Task brief → Echo the lines from the one with "Traffic camera feed, intersection 14-B. Detect the truck roof" to the one with "[0,237,59,309]", both included, without changing anything.

Image box annotation entries →
— START —

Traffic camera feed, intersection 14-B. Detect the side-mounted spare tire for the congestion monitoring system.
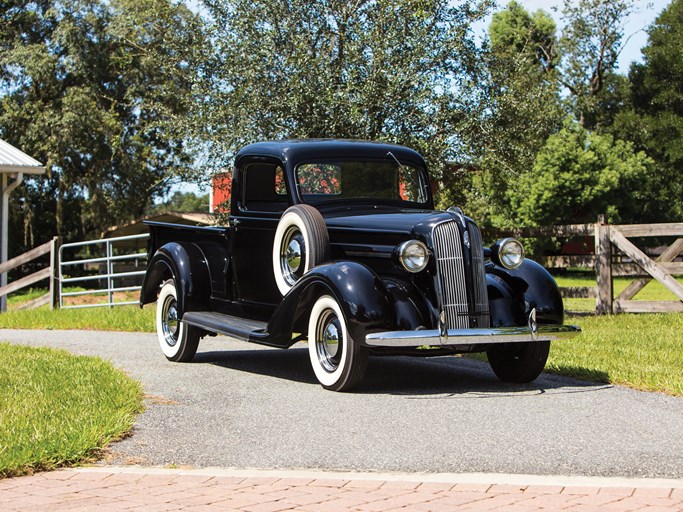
[273,204,330,295]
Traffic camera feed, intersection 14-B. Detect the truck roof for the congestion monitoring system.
[235,139,427,169]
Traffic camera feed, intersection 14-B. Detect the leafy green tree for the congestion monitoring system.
[559,0,636,129]
[612,0,683,222]
[0,0,202,249]
[509,120,653,226]
[466,1,566,226]
[195,0,492,198]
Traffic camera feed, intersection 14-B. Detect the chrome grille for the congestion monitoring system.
[467,222,491,327]
[432,221,489,329]
[432,222,470,329]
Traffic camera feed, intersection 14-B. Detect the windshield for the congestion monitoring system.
[296,161,428,204]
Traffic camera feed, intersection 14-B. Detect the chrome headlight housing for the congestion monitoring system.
[396,240,429,273]
[491,238,524,270]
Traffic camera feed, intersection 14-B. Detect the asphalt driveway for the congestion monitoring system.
[0,330,683,478]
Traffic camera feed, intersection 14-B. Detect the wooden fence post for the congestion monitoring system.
[595,215,614,315]
[50,236,62,309]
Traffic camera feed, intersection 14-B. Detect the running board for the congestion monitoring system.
[182,311,268,344]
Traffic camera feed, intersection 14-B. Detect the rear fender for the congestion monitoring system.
[140,242,211,316]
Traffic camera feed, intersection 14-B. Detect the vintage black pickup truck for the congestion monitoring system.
[140,140,579,391]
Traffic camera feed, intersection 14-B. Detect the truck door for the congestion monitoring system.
[230,157,289,305]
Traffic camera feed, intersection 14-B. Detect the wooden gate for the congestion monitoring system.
[595,218,683,314]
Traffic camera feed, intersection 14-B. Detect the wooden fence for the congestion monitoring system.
[489,215,683,314]
[0,237,59,309]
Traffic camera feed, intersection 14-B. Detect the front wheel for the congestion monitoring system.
[157,281,199,363]
[308,295,368,391]
[486,341,550,384]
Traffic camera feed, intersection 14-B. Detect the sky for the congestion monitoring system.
[510,0,671,74]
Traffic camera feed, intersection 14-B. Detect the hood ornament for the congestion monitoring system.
[528,308,538,341]
[446,206,467,228]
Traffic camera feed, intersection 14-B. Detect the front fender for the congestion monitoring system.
[489,259,564,325]
[268,261,396,343]
[140,242,211,317]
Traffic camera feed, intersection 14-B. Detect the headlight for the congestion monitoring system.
[396,240,429,272]
[491,238,524,270]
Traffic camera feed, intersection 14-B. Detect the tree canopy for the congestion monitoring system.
[0,0,201,248]
[199,0,492,186]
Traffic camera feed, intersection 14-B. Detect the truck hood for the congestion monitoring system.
[323,209,457,238]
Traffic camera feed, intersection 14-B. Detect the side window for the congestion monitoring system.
[242,162,289,212]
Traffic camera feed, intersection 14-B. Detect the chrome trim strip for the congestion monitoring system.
[365,325,581,347]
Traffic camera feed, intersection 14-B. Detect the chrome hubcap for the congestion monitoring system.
[315,310,344,373]
[161,297,180,347]
[285,238,301,272]
[280,226,306,286]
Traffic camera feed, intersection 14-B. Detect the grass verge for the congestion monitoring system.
[0,306,155,332]
[0,343,142,477]
[555,272,683,312]
[0,292,683,396]
[546,313,683,396]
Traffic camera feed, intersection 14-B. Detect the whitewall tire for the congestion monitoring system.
[273,204,330,296]
[156,281,199,362]
[308,295,368,391]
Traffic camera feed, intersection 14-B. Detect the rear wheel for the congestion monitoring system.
[308,295,368,391]
[156,280,200,363]
[486,341,550,384]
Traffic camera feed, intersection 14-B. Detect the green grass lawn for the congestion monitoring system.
[555,274,683,312]
[546,313,683,396]
[0,288,683,395]
[0,343,142,477]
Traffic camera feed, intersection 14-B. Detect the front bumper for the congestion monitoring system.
[365,325,581,347]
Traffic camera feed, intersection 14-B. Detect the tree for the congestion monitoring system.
[0,0,202,249]
[510,120,653,226]
[612,0,683,222]
[466,1,566,226]
[195,0,491,199]
[559,0,635,129]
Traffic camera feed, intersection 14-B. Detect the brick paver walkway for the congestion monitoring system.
[0,467,683,512]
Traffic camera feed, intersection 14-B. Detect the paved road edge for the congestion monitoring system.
[76,466,683,489]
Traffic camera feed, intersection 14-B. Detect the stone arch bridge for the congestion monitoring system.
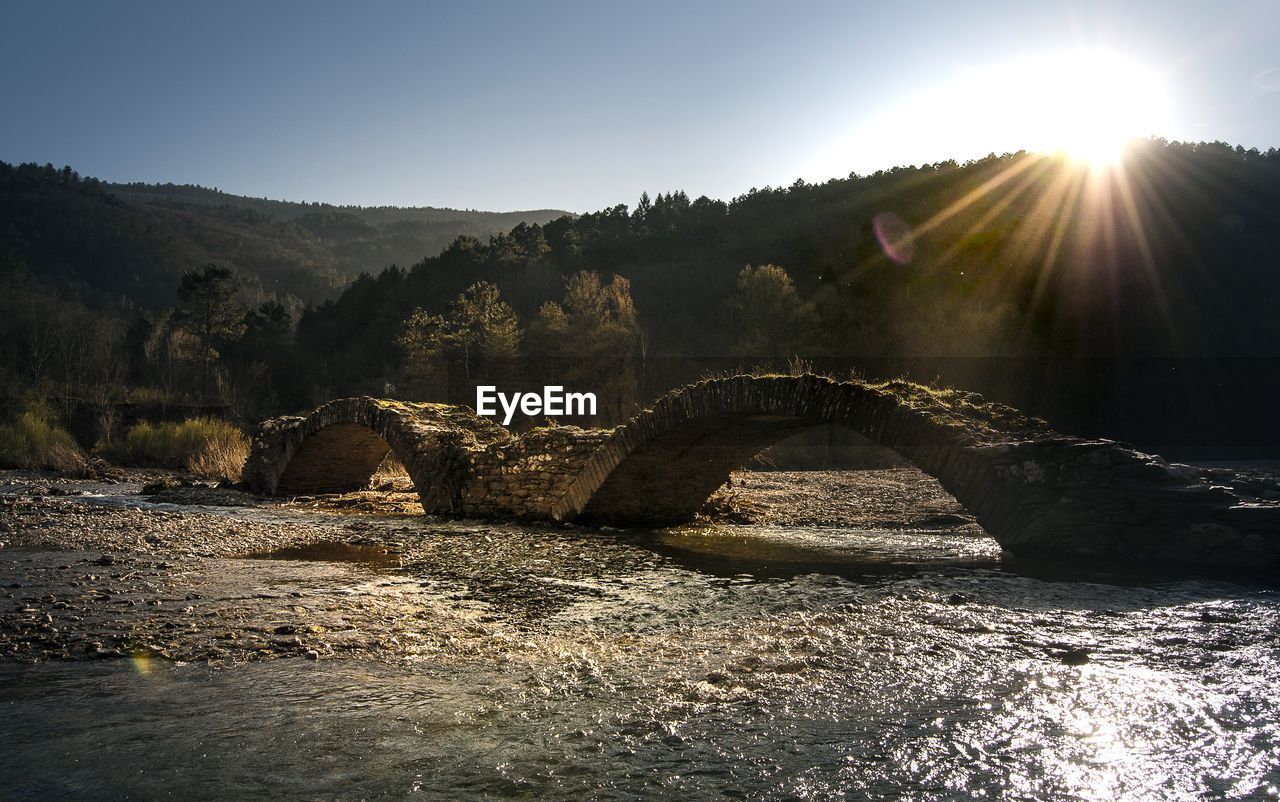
[244,375,1280,568]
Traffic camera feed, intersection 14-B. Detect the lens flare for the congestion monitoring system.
[872,211,915,265]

— END —

Response to this task →
Traffic camera feed, intersection 14-B. Detect the truck roof for the congestion monitoring system.
[235,139,427,169]
Traffic camera feed, intersection 14-B. Detect the leafy green tree for the congestion monitoring system.
[559,0,636,129]
[612,0,683,222]
[0,0,202,249]
[509,120,653,226]
[466,1,566,226]
[195,0,492,198]
Traffic camera feed, intersection 14-B. Detect the chrome grille for the congestion monitoring system.
[467,222,491,327]
[432,221,489,329]
[432,222,470,329]
Traffic camera feed, intersection 14-B. Detect the windshield for the congestion monitoring system.
[296,161,428,204]
Traffic camera feed, intersection 14-B. Detect the chrome headlight housing for the congestion monitoring system.
[396,240,429,273]
[491,238,524,270]
Traffic camera feed, intersection 14-B. Detect the asphalt driveway for the congestion monitoring system.
[0,330,683,478]
Traffic camera feed, intersection 14-B. Detect the wooden fence post for the congestion monitoring system.
[595,215,614,315]
[50,236,62,309]
Traffic camera feed, intersection 14-B. Detect the running board for the congestion monitoring system.
[182,311,268,344]
Traffic camera feed, intersection 14-B. Detect the rear fender for the congestion monitoring system.
[140,242,211,316]
Traffic camera feed, intersection 14-B. Detect the vintage black pickup truck for the congestion monitoring system.
[140,140,579,391]
Traffic camera feed, intersection 14-B. Detect the truck door for the congestion monitoring system.
[230,157,289,305]
Traffic camera feed, intersection 14-B. Detect the wooden gate for the congestion monitoring system.
[595,218,683,314]
Traffic camera feed, intersection 14-B. Detect the wooden fence for the congestion monitoring system.
[489,215,683,314]
[0,237,59,309]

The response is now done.